8 ) “Countries that tried & quit” - Oversimplified
Correct:
Programs slowed or stopped due to: economics (cheap uranium) etc..Not technical impossibility.

9) Thorium claims
“25% of world reserves” -- Roughly plausible (depends on dataset), but: Thorium resource estimates are highly uncertain.
“400 years of power” - Speculative ( Depends on *many* factors)
“$4.8 trillion value” - Wrong - Not a scientific metric (Energy-equivalent valuations are not meaningful without system costs.p

10) “West/Russia/China couldn’t access it” Wrong: Incorrect framing
Reality: Thorium is widely distributed globally, The constraint is technology, not access.

11) Safety & sodium coolant
Correct: Liquid sodium is chemically reactive.
Clarification: Sodium reactors are well understood (used since 1960s).

* STUDY QUESTIONS:
• 1. Output the thorium fact-check's wording exactly, everything from "9) Thorium claims" down to "is chemically reactive.".
• 2. For each statement, say yes or no according to the thorium fact-check, and quote the words that decide it: (a) programs stopped because of technical impossibility; (b) liquid sodium is chemically reactive; (c) thorium is widely distributed around the world.
Rely only on the thorium fact-check above for your answers.

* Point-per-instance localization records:
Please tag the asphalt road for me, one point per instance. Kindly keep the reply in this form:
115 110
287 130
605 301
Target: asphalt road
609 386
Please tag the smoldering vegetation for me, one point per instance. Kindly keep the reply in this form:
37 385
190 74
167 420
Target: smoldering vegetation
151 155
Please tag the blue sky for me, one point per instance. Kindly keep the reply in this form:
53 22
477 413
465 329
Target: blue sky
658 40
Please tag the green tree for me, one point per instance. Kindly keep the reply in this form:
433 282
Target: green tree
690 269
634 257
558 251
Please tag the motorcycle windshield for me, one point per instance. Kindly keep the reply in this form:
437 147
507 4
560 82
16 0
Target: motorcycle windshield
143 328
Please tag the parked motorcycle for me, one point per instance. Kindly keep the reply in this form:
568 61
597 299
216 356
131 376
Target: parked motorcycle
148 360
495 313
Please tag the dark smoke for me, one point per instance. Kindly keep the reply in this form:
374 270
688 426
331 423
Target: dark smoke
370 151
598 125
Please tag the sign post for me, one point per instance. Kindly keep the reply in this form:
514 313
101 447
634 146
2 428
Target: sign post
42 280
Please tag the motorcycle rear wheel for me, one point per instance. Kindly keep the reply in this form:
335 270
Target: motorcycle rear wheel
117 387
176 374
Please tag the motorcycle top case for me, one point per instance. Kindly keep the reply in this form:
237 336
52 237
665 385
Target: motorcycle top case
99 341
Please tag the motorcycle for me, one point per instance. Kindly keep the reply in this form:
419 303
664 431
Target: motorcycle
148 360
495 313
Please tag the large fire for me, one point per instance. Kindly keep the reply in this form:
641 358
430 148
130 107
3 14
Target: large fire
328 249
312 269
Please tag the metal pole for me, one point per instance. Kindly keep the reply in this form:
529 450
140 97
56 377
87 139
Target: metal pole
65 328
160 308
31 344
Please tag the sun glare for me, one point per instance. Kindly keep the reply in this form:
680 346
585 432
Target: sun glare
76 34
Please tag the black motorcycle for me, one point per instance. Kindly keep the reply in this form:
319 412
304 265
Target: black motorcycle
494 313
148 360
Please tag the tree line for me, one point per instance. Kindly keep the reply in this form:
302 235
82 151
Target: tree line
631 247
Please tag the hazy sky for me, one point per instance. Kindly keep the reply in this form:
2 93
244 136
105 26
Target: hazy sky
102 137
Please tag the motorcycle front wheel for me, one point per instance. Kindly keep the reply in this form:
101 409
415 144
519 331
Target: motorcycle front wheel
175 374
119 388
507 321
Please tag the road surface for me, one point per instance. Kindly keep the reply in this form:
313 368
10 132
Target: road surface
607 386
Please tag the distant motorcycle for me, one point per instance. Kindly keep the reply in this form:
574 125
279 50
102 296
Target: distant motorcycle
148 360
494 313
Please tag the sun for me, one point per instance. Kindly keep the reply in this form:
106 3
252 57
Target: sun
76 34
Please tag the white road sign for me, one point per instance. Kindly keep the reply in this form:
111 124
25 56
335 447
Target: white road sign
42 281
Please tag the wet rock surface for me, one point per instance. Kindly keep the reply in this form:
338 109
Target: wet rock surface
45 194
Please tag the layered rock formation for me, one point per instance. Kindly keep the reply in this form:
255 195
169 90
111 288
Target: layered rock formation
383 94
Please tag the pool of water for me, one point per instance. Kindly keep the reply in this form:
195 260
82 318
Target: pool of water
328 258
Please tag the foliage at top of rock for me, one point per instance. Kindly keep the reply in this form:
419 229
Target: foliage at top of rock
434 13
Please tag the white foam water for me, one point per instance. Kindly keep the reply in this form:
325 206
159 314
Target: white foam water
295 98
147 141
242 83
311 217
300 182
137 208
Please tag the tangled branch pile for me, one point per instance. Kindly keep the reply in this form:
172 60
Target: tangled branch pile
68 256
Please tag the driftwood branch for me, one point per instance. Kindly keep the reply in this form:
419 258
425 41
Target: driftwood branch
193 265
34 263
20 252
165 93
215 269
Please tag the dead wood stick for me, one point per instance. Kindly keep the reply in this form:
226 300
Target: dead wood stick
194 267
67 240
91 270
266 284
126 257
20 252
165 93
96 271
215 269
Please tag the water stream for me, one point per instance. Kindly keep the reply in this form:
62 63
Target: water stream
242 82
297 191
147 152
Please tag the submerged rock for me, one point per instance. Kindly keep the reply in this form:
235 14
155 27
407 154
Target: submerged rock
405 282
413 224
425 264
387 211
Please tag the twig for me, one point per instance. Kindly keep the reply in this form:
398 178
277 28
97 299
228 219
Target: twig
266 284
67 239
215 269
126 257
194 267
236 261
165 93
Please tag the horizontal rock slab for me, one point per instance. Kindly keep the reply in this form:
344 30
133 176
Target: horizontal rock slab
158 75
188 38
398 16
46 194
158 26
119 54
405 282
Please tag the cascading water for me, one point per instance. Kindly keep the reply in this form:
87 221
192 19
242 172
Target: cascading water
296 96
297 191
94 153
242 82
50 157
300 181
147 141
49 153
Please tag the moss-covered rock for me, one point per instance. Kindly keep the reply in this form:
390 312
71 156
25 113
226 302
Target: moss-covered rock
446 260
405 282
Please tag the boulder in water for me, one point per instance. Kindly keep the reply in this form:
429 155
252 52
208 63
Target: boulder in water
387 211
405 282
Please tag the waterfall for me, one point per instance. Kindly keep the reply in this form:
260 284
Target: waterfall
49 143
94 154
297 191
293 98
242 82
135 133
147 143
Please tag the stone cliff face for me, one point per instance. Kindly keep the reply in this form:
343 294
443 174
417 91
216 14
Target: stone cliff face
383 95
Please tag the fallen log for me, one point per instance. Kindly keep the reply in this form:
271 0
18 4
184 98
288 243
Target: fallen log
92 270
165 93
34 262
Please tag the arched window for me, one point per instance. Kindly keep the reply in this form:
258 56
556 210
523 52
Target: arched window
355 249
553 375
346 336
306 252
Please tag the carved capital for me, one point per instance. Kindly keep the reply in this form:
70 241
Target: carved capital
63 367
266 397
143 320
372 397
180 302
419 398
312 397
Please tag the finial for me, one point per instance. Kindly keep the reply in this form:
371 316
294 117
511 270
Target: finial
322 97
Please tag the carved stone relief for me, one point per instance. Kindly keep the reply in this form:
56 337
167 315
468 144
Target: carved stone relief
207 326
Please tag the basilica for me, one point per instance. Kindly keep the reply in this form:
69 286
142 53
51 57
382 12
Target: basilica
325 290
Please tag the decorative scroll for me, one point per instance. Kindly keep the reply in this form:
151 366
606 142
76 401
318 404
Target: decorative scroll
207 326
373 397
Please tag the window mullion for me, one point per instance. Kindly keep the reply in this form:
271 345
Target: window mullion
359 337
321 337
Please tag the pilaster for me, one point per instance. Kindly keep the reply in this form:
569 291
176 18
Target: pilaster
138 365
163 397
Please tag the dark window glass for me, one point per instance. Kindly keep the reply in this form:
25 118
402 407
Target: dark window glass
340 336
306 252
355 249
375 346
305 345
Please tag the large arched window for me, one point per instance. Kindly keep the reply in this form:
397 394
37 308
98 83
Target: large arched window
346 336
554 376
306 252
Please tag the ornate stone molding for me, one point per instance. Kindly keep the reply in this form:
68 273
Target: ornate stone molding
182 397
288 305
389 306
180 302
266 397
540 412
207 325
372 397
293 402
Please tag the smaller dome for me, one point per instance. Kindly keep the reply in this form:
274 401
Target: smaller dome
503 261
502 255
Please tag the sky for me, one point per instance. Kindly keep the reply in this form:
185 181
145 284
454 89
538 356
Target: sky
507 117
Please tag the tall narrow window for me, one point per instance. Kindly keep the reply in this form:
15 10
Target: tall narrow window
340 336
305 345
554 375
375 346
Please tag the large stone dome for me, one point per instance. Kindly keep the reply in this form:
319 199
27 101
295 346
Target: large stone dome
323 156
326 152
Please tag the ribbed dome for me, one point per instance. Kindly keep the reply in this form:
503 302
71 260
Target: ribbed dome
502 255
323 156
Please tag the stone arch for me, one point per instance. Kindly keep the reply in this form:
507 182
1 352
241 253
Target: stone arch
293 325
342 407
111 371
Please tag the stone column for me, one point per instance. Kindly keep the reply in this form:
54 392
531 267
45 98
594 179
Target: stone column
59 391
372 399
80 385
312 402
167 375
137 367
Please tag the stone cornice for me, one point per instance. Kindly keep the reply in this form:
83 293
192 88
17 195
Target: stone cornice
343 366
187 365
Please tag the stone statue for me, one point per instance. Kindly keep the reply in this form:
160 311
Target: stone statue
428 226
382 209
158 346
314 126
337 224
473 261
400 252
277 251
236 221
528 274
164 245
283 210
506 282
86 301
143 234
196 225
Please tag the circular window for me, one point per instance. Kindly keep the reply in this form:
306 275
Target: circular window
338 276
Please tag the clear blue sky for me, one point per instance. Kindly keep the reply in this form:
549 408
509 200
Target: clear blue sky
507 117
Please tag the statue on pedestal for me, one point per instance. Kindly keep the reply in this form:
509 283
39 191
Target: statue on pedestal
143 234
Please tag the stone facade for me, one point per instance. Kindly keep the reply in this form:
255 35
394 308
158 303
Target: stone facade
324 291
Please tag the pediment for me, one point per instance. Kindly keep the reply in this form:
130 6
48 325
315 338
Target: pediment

* SOLUTIONS PER TASK:
• 1.
9) Thorium claims
“25% of world reserves” -- Roughly plausible (depends on dataset), but: Thorium resource estimates are highly uncertain.
“400 years of power” - Speculative ( Depends on *many* factors)
“$4.8 trillion value” - Wrong - Not a scientific metric (Energy-equivalent valuations are not meaningful without system costs.p

10) “West/Russia/China couldn’t access it” Wrong: Incorrect framing
Reality: Thorium is widely distributed globally, The constraint is technology, not access.

11) Safety & sodium coolant
Correct: Liquid sodium is chemically reactive.

• 2.
(a) No: "Not technical impossibility."
(b) Yes: "Liquid sodium is chemically reactive."
(c) Yes: "Thorium is widely distributed globally"